### Source passage
════════

Consider the following example

Population : 1,000,000

Birth rate: 20 per 1000

Death rate: 10 per 1000

Net Growth Rate 10 per 1000

Then Net Growth Rate 10 x (1,000,000/1000) = 10,000 people reach military age each year. Then it depends on country factors. Lets say in this country only men fight and the military requirement for defense is only 5% of men of age.

That would mean the following 10,000 x 0.5 = 5,000 x 0.05 = 250

That means that 250 men a year replenish the retiring men in the army. However lets say that the country has just lost a battle and lost 2,000 men (BTW there army size is 1,000,000 x 0.5 = 500,000 x 0.05 = 25,000). Well they could replace this because they have 5,000 men reach serving age each year (but it would require an aggressive consciption policy for this). They could also potential get men who are already older than consciption age but are not in the army (95% men within the country in this example), but this would have an impact on the economy. How would you simulate this. Well consider this, lets assume that the economy is completely geared towards the current system of things (i.e. conscription rate of 5% and no more). Well whatever the product of the economy is 100% (with unavoidable costs already removed i.e corruption, tax collection costs etc). If the economy is 975,000 people contributing to the economy and 25,000 protecting it with a net growth of 10,000 people a year.

════════

In the population example, how large is the country's army?

### Supplied information
════════

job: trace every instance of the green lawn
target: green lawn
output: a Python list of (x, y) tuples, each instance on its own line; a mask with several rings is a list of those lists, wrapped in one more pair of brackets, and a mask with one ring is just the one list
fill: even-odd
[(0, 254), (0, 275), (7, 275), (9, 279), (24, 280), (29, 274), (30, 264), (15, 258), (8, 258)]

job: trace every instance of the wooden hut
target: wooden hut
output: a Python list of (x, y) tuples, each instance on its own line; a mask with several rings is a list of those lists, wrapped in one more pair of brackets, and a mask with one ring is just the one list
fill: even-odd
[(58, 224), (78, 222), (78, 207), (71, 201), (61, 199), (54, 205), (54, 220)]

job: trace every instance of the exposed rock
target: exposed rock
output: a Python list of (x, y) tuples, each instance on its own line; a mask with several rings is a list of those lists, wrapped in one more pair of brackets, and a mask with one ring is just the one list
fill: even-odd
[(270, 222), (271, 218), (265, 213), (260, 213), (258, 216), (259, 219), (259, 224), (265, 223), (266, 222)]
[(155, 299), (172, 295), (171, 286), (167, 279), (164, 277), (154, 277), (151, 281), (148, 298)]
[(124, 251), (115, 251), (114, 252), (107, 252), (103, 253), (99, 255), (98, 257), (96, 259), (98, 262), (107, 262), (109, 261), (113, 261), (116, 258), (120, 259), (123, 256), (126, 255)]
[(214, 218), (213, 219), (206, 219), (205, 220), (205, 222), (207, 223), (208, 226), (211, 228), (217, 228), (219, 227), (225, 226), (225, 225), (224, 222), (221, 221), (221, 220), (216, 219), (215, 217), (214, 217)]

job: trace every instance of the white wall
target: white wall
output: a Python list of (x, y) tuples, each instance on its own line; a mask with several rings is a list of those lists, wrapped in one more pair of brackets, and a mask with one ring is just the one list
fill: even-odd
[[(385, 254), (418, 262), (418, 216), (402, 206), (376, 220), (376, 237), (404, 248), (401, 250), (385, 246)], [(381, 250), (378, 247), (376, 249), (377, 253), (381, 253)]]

════════

### Written reply
25,000 men.